• [Requirement]: Reproduce every record below exactly as it appears.

• [Exercise material]:

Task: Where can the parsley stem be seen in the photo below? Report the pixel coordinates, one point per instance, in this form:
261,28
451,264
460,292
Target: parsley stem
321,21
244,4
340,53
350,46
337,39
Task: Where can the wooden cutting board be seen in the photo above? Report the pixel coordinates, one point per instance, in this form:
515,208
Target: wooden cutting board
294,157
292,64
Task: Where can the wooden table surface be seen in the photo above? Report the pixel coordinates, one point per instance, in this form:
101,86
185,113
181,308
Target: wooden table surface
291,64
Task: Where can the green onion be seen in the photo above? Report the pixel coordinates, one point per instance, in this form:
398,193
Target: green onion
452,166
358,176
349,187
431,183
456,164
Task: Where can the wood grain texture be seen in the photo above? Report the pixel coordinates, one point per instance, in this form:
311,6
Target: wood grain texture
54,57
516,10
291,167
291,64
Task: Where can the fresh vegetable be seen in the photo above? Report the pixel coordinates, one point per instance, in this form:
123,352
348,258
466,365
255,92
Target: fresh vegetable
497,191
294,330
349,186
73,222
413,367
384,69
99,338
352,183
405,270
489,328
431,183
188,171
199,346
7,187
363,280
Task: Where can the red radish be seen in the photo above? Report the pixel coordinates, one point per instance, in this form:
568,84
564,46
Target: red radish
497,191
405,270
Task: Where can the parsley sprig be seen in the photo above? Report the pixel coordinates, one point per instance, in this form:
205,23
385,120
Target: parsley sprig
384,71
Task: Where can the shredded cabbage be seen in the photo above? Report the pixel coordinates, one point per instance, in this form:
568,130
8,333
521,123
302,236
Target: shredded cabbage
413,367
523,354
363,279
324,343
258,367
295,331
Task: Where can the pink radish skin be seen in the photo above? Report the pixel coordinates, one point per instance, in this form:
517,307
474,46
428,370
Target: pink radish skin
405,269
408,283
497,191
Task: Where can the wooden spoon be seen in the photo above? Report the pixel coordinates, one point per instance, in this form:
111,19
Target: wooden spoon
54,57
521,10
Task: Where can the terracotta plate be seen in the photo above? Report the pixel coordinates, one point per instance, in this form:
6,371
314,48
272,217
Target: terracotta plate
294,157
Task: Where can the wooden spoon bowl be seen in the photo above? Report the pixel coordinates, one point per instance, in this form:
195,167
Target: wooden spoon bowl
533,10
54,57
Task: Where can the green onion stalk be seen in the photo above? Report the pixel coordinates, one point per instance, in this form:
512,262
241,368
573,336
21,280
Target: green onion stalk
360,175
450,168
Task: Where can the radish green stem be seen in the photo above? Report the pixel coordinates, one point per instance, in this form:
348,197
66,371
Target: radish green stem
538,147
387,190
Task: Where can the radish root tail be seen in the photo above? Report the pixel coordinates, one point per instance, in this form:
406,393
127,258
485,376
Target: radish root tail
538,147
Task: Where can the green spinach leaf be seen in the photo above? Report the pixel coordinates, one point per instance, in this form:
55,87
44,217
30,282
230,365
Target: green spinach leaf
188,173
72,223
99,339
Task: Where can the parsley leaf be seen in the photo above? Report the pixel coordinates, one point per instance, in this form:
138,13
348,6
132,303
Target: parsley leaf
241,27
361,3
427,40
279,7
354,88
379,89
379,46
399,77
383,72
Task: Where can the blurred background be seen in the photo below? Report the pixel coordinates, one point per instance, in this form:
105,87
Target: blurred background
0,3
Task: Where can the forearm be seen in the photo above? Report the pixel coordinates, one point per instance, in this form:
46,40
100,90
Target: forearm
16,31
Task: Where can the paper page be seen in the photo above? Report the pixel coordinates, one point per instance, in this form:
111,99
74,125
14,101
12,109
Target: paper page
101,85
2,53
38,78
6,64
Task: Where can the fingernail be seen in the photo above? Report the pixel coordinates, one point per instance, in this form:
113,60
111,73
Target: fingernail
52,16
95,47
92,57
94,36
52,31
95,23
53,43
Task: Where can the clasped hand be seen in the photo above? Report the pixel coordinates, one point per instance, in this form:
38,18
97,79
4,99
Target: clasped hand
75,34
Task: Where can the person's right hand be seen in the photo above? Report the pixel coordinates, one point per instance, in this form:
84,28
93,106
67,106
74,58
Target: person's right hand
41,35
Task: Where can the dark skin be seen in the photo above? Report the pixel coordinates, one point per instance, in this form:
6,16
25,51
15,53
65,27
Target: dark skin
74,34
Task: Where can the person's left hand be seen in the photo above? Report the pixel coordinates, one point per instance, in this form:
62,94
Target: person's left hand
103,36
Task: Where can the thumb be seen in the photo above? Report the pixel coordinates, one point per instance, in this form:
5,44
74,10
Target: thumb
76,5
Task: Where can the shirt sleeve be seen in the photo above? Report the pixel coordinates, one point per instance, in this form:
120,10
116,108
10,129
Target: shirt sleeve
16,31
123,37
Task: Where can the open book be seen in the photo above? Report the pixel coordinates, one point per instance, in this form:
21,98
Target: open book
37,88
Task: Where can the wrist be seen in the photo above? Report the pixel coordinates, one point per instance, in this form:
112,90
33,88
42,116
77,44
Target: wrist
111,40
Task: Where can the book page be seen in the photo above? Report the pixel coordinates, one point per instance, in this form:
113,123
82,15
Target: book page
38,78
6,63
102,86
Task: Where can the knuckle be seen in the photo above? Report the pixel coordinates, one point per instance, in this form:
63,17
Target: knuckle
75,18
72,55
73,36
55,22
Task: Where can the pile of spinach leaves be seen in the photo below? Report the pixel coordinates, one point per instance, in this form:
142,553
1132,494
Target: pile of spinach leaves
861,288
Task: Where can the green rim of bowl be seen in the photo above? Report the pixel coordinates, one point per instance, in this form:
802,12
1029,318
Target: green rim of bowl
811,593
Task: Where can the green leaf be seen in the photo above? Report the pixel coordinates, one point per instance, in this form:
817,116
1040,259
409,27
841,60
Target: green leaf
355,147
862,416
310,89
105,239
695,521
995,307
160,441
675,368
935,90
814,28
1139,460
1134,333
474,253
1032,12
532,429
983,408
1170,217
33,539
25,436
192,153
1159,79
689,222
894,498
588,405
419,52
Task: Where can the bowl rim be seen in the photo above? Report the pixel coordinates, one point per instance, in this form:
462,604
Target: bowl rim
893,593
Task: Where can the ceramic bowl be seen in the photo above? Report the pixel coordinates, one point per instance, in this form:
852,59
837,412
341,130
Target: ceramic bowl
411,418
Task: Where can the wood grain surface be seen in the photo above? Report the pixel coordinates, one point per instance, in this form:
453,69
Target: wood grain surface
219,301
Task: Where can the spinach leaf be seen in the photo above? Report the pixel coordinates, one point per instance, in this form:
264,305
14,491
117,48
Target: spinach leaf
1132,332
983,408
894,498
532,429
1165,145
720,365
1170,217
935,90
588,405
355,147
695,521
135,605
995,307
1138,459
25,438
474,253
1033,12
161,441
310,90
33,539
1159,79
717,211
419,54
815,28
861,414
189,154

• [Response]:
Task: Where can the parsley stem be seen in the photo below? Report the pixel coordinates, one point per instance, in this form:
261,28
451,264
460,292
Target: parsley stem
321,21
244,4
340,53
350,46
337,39
Task: Where can the wooden cutting board be seen in the photo above? Report the pixel coordinates, one point per instance, in this form:
515,208
Target: wooden cutting board
294,157
292,64
Task: Where can the wooden table surface be seen in the photo above? Report the pixel coordinates, one point per instance, in this form:
101,86
185,113
181,308
Target: wooden table surface
291,64
Task: Where can the green onion be seen in the photo above? Report the pixel coordinates, one point per instance, in this form:
398,193
Target: green onion
452,166
358,176
349,187
431,183
456,164
Task: Where can the wood grain texture be seen in the photo above? Report the pixel coordinates, one point per instance, in this form:
311,6
Target: wood grain texture
54,57
516,10
291,167
291,64
Task: Where can the fresh vegetable be seen in the photo above? Report the pixel coordinates, one point per instance, in this form:
123,352
348,258
466,365
255,92
Target: fresh vegetable
497,191
294,330
349,186
73,222
413,367
384,69
99,338
352,183
405,270
489,328
431,183
188,171
199,346
7,187
363,280
Task: Where can the red radish be seen in the photo above? Report the pixel coordinates, one point per instance, in this form:
568,84
564,46
Target: red radish
497,191
405,270
Task: Where can the parsley sprig be seen in the photo above? Report the pixel coordinates, one point per instance, in this form:
205,23
385,120
Target: parsley sprig
384,71
Task: Where can the shredded cabbage be seen in the photo above? Report the pixel coordinates, one point per instance, in this form:
568,130
8,333
521,123
302,236
Target: shredded cabbage
413,367
523,354
363,279
324,343
258,367
295,331
Task: Where can the pink radish skin be seen in the photo above? Report the pixel coordinates, one point per instance, in this form:
517,307
474,46
428,370
Target: pink radish skin
405,269
408,283
497,191
Task: Where can the wooden spoon be seen in the photo above? Report the pixel coordinates, one point per instance, in this form:
111,19
Target: wooden spoon
54,57
521,10
Task: Where can the terracotta plate be seen in the photo above? Report the pixel coordinates, one point per instance, in this form:
6,371
314,48
272,217
Target: terracotta plate
294,157
Task: Where can the wooden spoon bowl be seen in the photo above? Report the pixel coordinates, one point per instance, in this form:
195,167
Target: wooden spoon bowl
533,10
54,57
Task: Where can the green onion stalk be seen in the photo above? Report the pixel coordinates, one point per instance, in this form:
512,262
241,368
573,336
21,280
Target: green onion stalk
360,175
450,168
Task: Where can the radish green stem be seen in the photo above? Report the pixel coordinates, one point per instance, in this form:
348,197
66,371
Target: radish green stem
538,147
387,190
Task: Where can the radish root tail be seen in the photo above? Report the pixel coordinates, one point per instance, in this form:
406,393
127,258
485,376
Target: radish root tail
538,147
Task: Where can the green spinach leaf be seen in the photo above? Report the pixel coordinates, one point per instance, in this form:
55,87
44,217
30,282
230,365
Target: green spinach leaf
188,173
72,223
99,339
Task: Where can the parsley leaf be seen in the photo above? Report the pixel coordinates, one point per instance, in this form:
138,13
348,6
132,303
Target: parsley leaf
241,27
361,3
427,40
279,7
354,88
379,89
379,46
399,77
383,72
Task: Where can the blurred background be seen in the photo below? Report the pixel coordinates, one point per instance, in this form:
105,87
Target: blurred background
0,3
Task: Where can the forearm be seen in the photo above? Report the pixel coordinates, one point per instance, in this form:
46,40
100,90
Target: forearm
16,31
Task: Where can the paper page be seen in the photo above? Report the pixel coordinates, one point per instance, in this form:
111,99
74,125
14,101
12,109
Target: paper page
101,85
2,53
38,78
6,64
Task: Where can the fingernail be seen in the photo above? Report the pixel coordinates, one point per instance, in this form:
113,60
111,73
Target: fingernail
52,16
95,47
92,57
94,36
52,31
95,23
53,43
Task: Where can the clasped hand be seen in the photo above? Report the pixel coordinates, one point per instance, in this form:
38,18
97,79
4,99
Target: clasped hand
75,34
Task: Where can the person's right hand be seen in the photo above? Report the pixel coordinates, one point per instance, in this form:
84,28
93,106
67,106
74,58
Target: person's right hand
41,35
Task: Where can the dark skin be seen in the photo above? Report the pixel coordinates, one point per instance, in this form:
6,16
25,51
15,53
65,27
Target: dark skin
74,34
Task: Where can the person's left hand be seen in the photo above? Report the pixel coordinates, one point per instance, in this form:
62,94
Target: person's left hand
103,36
Task: Where can the thumb be seen in the photo above? Report the pixel coordinates, one point per instance, in this form:
5,44
74,10
Target: thumb
76,5
Task: Where can the shirt sleeve be seen in the photo above? Report the pixel coordinates, one point per instance, in this form:
120,10
116,108
10,129
Target: shirt sleeve
16,31
123,37
Task: Where can the open book be seen in the photo above? Report the pixel coordinates, one point per instance, in this form:
21,98
Target: open book
37,88
Task: Where can the wrist be seen in the photo above? Report the pixel coordinates, one point per instance, in this form:
112,90
33,88
42,116
77,44
Target: wrist
111,40
Task: Where can the book page be seen in the photo above? Report the pixel coordinates, one point per instance, in this form:
113,123
82,15
Target: book page
38,78
6,63
102,86
Task: Where can the knuckle be seen in the photo above? Report the pixel coordinates, one point per instance, in this form:
63,17
Target: knuckle
75,18
72,55
73,36
55,22
Task: Where can the pile of spinach leaves be seen in the photo below? Report the pixel coordinates, one point per instance, in this form:
142,553
1132,494
Target: pile of spinach leaves
861,288
Task: Where can the green rim of bowl be seen in the photo above? Report the pixel coordinates, one point per instance, in this form:
802,12
1029,318
Target: green rim of bowl
811,593
Task: Where can the green leaf be seen in the photo above? Report the pixel coordinates, one point per instance, in this form:
817,116
1040,259
409,27
841,60
Target: green leaf
355,147
862,416
310,89
105,239
695,521
995,307
160,441
675,368
935,90
814,28
1139,460
1134,333
474,253
1032,12
532,429
983,408
1170,217
33,539
25,436
192,153
1159,79
689,222
894,498
588,405
419,52
Task: Where can the bowl rim be seen in the photo above? Report the pixel coordinates, one point per instance, in this form:
462,604
Target: bowl rim
893,593
Task: Where can the ceramic bowl be seen in the photo above? Report the pixel coordinates, one point per instance, in this form:
852,59
837,412
341,130
Target: ceramic bowl
411,418
Task: Where can the wood grain surface be seen in the photo above? Report the pixel coordinates, one point per instance, in this form:
453,69
Target: wood grain surface
219,301
Task: Where can the spinach leaf be seen in the photo above? Report the pixel coordinates, one point per instance, in this form:
264,305
14,491
117,48
Target: spinach leaf
1132,332
983,408
894,498
532,429
1165,145
720,365
1170,217
935,90
588,405
355,147
695,521
135,605
995,307
1138,459
25,438
474,253
1033,12
161,441
310,90
33,539
1159,79
717,211
419,54
815,28
861,414
189,154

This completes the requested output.